--- START Reading passage ---

You need Adobe Reader 7.0 or later in order to read PDF files on this site.
If Adobe Reader is not installed on your computer, click the button below and go to the download site.

Letters

Vol. 6, No. 8, pp. 21–27, Aug. 2008. https://doi.org/10.53829/ntr200808le1

Global Standard for Wideband Speech Coding: ITU-T G.711.1 (G.711 wideband extension)

Shigeaki Sasaki^†, Takeshi Mori, Yusuke Hiwasaki,
and Hitoshi Ohmuro

Abstract

NTT has developed a scalable wideband speech coding method, whose core layer is ITU-T standard G.711, and has also acted as a leader of its standardization in ITU-T (International Telecommunication Union, Telecommunication Standardization Sector) since January 2007. As a result of the standardization activities, a new wideband speech coding method, proposed by NTT and four other organizations, was approved as ITU-T G.711.1 in March 2008. This article introduces the background and the process up to its approval and then describes the concepts, technical specifications, and quality evaluation of G.711.1.

--- END Reading passage ---
--- START Information given ---

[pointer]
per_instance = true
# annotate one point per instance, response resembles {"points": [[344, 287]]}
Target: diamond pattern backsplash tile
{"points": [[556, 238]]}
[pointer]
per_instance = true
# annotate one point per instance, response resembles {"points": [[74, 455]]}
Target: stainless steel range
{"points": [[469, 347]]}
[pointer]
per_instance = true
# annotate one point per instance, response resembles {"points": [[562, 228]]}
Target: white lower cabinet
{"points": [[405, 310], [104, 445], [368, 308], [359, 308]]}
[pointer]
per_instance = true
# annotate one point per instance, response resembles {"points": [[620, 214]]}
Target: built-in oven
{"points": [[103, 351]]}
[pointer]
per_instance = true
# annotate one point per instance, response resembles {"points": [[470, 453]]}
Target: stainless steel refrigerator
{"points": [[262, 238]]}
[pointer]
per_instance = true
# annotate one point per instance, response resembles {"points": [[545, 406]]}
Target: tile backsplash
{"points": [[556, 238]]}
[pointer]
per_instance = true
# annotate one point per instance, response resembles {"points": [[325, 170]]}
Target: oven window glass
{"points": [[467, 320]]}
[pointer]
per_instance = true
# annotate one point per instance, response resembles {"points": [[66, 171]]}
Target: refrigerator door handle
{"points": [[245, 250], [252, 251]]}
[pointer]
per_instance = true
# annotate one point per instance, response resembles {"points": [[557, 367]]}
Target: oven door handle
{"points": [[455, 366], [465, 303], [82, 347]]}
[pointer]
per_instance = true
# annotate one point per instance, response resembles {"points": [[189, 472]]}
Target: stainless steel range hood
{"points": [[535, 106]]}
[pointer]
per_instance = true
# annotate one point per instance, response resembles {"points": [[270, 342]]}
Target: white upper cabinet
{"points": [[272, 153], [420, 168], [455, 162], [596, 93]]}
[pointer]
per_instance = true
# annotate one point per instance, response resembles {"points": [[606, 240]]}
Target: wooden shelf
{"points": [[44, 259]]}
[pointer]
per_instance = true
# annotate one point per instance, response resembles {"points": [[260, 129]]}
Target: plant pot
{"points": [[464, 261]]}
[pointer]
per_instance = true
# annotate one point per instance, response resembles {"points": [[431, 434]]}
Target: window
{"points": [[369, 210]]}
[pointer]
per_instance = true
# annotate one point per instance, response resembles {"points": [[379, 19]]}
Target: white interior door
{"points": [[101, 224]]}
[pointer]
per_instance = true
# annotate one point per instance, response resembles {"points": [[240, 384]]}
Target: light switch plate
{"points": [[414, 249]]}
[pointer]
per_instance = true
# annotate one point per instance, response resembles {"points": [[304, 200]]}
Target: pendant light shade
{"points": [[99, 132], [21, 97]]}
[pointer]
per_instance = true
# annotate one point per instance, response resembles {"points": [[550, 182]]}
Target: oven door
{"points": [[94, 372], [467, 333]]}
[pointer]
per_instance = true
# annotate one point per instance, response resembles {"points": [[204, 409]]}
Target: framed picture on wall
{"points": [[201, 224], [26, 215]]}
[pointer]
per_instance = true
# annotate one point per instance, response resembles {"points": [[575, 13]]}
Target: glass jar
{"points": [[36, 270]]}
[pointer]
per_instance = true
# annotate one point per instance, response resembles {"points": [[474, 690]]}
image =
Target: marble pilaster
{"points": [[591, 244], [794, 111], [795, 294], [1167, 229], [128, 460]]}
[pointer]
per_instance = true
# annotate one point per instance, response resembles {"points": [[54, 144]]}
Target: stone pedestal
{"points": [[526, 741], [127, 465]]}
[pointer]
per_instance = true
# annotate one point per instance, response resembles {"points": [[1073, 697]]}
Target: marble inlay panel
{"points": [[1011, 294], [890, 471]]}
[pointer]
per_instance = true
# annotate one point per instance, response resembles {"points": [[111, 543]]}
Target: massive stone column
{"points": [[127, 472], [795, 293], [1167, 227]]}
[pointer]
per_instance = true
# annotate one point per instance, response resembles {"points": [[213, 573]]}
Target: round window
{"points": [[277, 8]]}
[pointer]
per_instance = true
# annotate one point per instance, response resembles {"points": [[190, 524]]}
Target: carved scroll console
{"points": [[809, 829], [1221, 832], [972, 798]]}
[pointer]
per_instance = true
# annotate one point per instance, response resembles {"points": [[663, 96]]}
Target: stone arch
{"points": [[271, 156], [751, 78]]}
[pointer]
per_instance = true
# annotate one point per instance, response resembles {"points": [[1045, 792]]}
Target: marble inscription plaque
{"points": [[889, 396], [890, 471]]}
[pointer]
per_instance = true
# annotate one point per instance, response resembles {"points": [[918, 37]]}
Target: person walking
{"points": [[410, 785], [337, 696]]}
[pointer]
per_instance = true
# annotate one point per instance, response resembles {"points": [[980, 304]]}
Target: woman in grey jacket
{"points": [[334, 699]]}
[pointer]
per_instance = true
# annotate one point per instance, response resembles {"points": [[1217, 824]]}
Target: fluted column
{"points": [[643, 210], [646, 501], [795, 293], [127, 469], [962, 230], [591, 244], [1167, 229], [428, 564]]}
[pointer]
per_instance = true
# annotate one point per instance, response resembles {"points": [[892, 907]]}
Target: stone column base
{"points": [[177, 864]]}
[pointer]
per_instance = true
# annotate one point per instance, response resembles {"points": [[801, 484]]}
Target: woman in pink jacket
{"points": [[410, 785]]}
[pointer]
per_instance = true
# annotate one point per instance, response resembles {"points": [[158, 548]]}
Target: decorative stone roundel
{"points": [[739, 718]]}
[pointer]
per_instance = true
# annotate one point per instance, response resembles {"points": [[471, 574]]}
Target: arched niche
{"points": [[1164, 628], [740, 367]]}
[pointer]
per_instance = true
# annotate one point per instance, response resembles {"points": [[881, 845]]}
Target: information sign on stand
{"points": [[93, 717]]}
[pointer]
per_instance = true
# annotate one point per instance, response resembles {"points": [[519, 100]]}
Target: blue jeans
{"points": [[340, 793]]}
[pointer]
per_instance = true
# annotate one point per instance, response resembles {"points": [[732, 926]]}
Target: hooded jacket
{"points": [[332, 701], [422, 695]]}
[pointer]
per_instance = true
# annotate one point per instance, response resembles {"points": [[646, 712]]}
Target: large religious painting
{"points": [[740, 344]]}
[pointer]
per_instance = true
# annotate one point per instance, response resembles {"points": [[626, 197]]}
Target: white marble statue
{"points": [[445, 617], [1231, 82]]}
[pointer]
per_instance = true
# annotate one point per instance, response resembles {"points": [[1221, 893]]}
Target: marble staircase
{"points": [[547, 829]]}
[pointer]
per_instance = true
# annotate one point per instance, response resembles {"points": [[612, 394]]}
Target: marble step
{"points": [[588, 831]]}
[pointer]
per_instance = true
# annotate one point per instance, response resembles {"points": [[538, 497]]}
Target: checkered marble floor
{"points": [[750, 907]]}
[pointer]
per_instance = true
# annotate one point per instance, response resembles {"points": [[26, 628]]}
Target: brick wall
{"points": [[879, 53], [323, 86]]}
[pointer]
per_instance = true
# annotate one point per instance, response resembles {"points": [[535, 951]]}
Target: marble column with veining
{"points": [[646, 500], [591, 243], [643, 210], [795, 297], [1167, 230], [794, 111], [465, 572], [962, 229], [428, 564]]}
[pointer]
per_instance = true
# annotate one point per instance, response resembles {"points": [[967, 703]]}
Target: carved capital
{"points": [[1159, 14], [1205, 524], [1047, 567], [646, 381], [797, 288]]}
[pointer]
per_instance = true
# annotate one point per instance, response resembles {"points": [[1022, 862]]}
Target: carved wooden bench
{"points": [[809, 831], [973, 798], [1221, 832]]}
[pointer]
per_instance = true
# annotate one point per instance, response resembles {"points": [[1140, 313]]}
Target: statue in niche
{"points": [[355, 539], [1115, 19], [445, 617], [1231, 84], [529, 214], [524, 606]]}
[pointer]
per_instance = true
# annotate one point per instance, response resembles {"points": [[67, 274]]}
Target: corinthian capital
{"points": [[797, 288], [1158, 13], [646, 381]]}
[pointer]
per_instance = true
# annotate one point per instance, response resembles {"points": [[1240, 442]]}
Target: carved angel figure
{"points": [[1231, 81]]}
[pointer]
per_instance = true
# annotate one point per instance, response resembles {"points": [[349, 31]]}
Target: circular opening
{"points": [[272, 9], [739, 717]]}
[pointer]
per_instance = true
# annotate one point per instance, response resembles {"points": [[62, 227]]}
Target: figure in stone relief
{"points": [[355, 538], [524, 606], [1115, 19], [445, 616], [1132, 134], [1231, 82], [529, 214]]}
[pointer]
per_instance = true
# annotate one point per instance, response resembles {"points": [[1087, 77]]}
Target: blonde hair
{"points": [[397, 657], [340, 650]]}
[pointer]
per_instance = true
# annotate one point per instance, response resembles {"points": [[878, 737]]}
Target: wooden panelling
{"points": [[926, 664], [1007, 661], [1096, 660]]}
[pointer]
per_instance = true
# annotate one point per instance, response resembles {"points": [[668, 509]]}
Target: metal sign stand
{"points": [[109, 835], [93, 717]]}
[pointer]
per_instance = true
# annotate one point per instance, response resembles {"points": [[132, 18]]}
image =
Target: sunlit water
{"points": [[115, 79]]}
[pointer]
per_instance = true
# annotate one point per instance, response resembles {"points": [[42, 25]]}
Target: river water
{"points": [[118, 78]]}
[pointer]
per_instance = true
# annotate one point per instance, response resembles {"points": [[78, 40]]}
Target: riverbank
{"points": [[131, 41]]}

--- END Information given ---

→ **Exercise requirements**
Copy the wideband speech coding page word for word, from its first line to its last.

→ **Solution to the problem**
You need Adobe Reader 7.0 or later in order to read PDF files on this site.
If Adobe Reader is not installed on your computer, click the button below and go to the download site.

Letters

Vol. 6, No. 8, pp. 21–27, Aug. 2008. https://doi.org/10.53829/ntr200808le1

Global Standard for Wideband Speech Coding: ITU-T G.711.1 (G.711 wideband extension)

Shigeaki Sasaki^†, Takeshi Mori, Yusuke Hiwasaki,
and Hitoshi Ohmuro

Abstract

NTT has developed a scalable wideband speech coding method, whose core layer is ITU-T standard G.711, and has also acted as a leader of its standardization in ITU-T (International Telecommunication Union, Telecommunication Standardization Sector) since January 2007. As a result of the standardization activities, a new wideband speech coding method, proposed by NTT and four other organizations, was approved as ITU-T G.711.1 in March 2008. This article introduces the background and the process up to its approval and then describes the concepts, technical specifications, and quality evaluation of G.711.1.